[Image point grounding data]
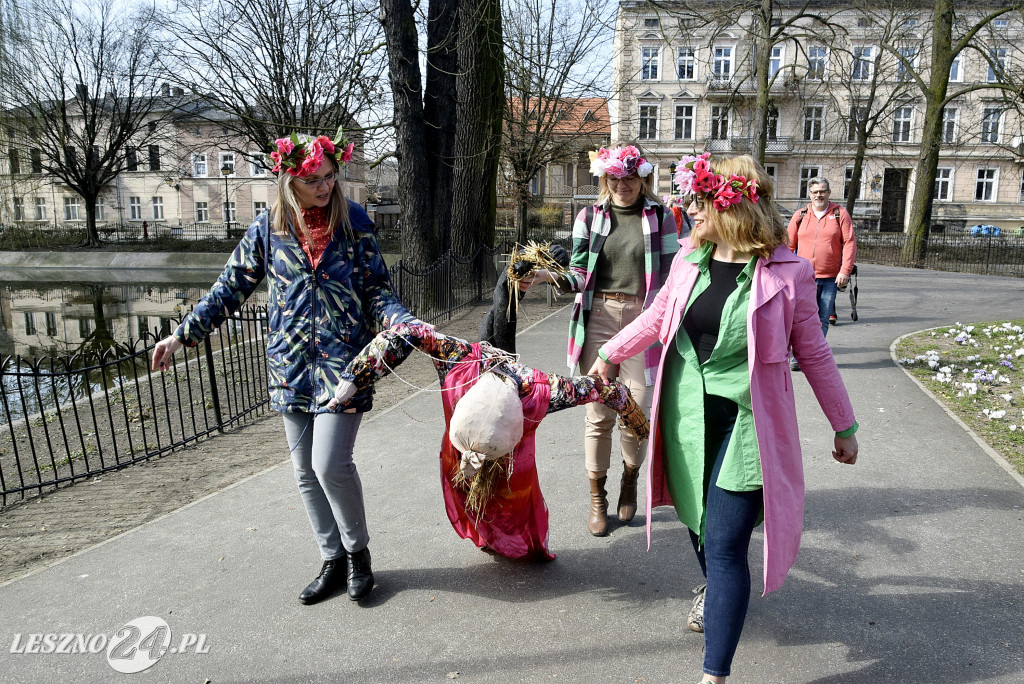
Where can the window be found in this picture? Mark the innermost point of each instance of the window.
(776, 60)
(649, 60)
(199, 165)
(857, 116)
(686, 63)
(996, 63)
(904, 71)
(648, 122)
(719, 122)
(817, 58)
(990, 124)
(943, 184)
(71, 209)
(813, 120)
(949, 124)
(902, 119)
(955, 69)
(984, 188)
(863, 61)
(722, 65)
(806, 173)
(684, 122)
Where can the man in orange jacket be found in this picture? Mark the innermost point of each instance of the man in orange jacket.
(822, 233)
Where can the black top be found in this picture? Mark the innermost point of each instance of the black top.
(704, 317)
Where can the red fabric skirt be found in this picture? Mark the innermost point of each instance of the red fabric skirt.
(514, 521)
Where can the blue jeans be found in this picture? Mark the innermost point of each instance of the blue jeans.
(826, 300)
(322, 457)
(729, 521)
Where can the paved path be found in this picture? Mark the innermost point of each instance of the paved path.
(911, 567)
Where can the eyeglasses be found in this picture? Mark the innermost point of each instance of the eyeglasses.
(315, 182)
(690, 199)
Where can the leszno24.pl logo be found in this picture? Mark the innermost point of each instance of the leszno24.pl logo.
(136, 646)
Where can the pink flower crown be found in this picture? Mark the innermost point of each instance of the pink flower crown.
(694, 176)
(619, 163)
(302, 155)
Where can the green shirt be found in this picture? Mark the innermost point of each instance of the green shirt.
(682, 417)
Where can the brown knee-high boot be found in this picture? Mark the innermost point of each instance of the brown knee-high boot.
(628, 493)
(598, 523)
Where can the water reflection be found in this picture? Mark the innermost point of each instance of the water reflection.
(62, 318)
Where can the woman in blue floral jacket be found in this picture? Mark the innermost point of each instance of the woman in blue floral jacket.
(329, 294)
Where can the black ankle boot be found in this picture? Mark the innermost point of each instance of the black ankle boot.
(360, 579)
(332, 576)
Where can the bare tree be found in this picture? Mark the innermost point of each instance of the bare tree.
(82, 78)
(554, 69)
(262, 69)
(954, 31)
(448, 134)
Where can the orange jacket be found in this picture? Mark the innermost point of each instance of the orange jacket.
(828, 244)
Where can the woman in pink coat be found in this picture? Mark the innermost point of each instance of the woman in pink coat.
(724, 446)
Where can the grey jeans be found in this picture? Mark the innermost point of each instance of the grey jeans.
(322, 456)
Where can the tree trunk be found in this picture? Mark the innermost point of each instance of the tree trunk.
(935, 95)
(419, 242)
(476, 146)
(440, 111)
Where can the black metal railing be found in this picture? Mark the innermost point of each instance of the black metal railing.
(71, 418)
(958, 252)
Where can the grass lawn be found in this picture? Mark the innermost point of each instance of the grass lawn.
(978, 372)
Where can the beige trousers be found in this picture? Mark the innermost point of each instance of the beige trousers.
(607, 317)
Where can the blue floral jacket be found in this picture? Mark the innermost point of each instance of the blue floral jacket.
(318, 318)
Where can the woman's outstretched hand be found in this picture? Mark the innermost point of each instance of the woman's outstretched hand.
(846, 450)
(600, 369)
(163, 351)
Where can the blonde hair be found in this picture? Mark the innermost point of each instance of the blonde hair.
(755, 228)
(286, 215)
(646, 183)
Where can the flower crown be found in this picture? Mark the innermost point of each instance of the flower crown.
(694, 175)
(302, 155)
(619, 163)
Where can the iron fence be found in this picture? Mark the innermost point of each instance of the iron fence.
(947, 251)
(70, 418)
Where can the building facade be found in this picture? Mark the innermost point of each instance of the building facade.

TASK DIRECTIONS
Could the entries above be restated word for word, with the pictures left out?

REPLY
Where can the window be found in this picture? Mark the innermost point of each instance of the window.
(776, 60)
(649, 60)
(199, 165)
(857, 116)
(686, 63)
(996, 63)
(904, 71)
(648, 122)
(719, 122)
(817, 58)
(990, 124)
(943, 184)
(71, 209)
(813, 120)
(949, 124)
(902, 119)
(955, 69)
(984, 188)
(863, 61)
(722, 65)
(806, 173)
(684, 122)
Where can the man in orange jacket be found in this picture? Mark the innermost point of each instance of the man in orange jacket.
(822, 233)
Where can the black top be found in this picture? Mark the innermost point of each instance of the black top.
(704, 317)
Where can the red fabric skirt be found in this picture? Mark the innermost point of each instance of the red fabric skirt.
(514, 521)
Where can the blue jeans be found in this picture? Mark the innermost point of each instance of the blue jeans.
(826, 300)
(322, 457)
(729, 521)
Where can the paved path be found in this picture? Mark the innermost point of each instance of the paved path.
(911, 567)
Where can the eyeglasses be found in this picture? Mark the innermost point of each instance of the eyeglasses.
(315, 182)
(690, 199)
Where can the leszno24.pl logo be found in this picture? Mark the innermost point of each instance of the leszno24.pl logo.
(136, 646)
Where can the pink flower crown be found in this picture? Mark the innermost point of each instance of the pink flower crown.
(694, 176)
(619, 163)
(302, 155)
Where can the green shirt be found in this picture? Mark the innermost point of each instance of the green shirt.
(682, 417)
Where can the brown knee-high boot be found in this picture? Mark the innermost point of each instance of the brown knee-high boot.
(628, 493)
(598, 523)
Where can the water reflection be found in this picture? Mark the innermost point of each instance of the water reflection.
(62, 318)
Where can the woman in blue floral jacket be found in this picture? Mark the innermost point of each instance of the woman in blue floral jacket.
(329, 294)
Where can the black ankle boot be found in this picture? Mark the innermost point of each instance of the black ankle boot.
(360, 579)
(332, 576)
Where can the bare tree be found in this picture? Mark the innermost point of each instance of the bare tree.
(82, 78)
(554, 69)
(262, 69)
(954, 31)
(448, 134)
Where can the orange jacket be found in this picture? Mark the innermost point of each instance of the orange jacket.
(828, 244)
Where can the woman in pink coat be found in this picture? Mark the innermost point of each instance of the woman in pink coat.
(724, 446)
Where can the grey jeans be found in this picture? Mark the innermost point of each instance of the grey jeans.
(322, 456)
Where can the tree trunk be found in this picture? Mark the innermost point of each instance of the tree trunk.
(935, 95)
(419, 242)
(476, 146)
(440, 111)
Where can the black metal railing be found in this picture? Mark the innermost point of each instance of the black metal railing.
(71, 418)
(958, 252)
Where can the grass lawn be found in this picture? Mark the innermost point of each instance of the grass lawn.
(978, 372)
Where can the beige trousers be found in this picture? Mark the innermost point of each instance of the beige trousers.
(607, 317)
Where can the blue floral jacket be found in this picture? Mark the innermost point of each instance of the blue floral jacket.
(318, 318)
Where can the woman's outstretched hand be found in this picture? Mark the innermost point of each instance of the woman's outstretched hand.
(846, 450)
(600, 369)
(163, 351)
Where can the blonde hair be found in this picture? Mark the innermost point of each instance of the blonde hair.
(755, 228)
(286, 215)
(646, 183)
Where can the flower crown be found in this picture? Mark the innermost point of each instance of the flower crown.
(694, 175)
(302, 155)
(619, 163)
Where can the iron fence be found in this picture? Mark the innermost point of each instance of the iron fence.
(947, 251)
(70, 418)
Where can the building facade be found in this picture? Mark the innermost point of each instance of the building facade.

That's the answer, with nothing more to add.